## Exercise requirements
Give the listing below as a JSON list of strings, one string per line and blank lines omitted. Begin at the line that contains "Put a dot on each instance of the gray" and continue through the final line of the listing.
= = = = =
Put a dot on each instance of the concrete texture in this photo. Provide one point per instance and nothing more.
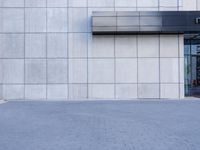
(100, 125)
(47, 46)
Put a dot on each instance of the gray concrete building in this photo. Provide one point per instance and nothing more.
(48, 52)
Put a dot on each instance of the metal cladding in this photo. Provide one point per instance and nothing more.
(146, 22)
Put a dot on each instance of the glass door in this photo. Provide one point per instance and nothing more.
(192, 68)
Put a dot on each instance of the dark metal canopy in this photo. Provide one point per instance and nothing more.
(146, 22)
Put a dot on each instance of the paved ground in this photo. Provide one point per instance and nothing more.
(166, 125)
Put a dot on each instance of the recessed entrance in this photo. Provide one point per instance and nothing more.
(192, 65)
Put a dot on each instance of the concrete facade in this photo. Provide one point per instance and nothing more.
(47, 51)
= = = = =
## Result for this exercise
[
  "Put a dot on each instance of the gray concrete building in this photo. Provide one point per instance and nothing more.",
  "(48, 52)",
  "Put a dot on each instance of the metal cladding in this photo. Provide one point per instance and nothing more.",
  "(146, 22)",
  "Put a dot on each instance of the glass door in this photo. Provide one point per instance and nothing more.",
  "(192, 68)",
  "Put a dot on each instance of the dark metal canopy in this photo. Provide one point per instance and nothing more.",
  "(146, 22)",
  "Put a dot on each instance of the paved ground in this photo. Provide one point per instance and nothing more.",
  "(166, 125)",
  "Put a dot on each instance of the recessed entrance in this photo. Provide one point per instance and nothing more.",
  "(192, 65)",
  "Put a dot on each instance of the concrete facade in this photo. Provide one point per instance and nothing more.",
  "(47, 51)"
]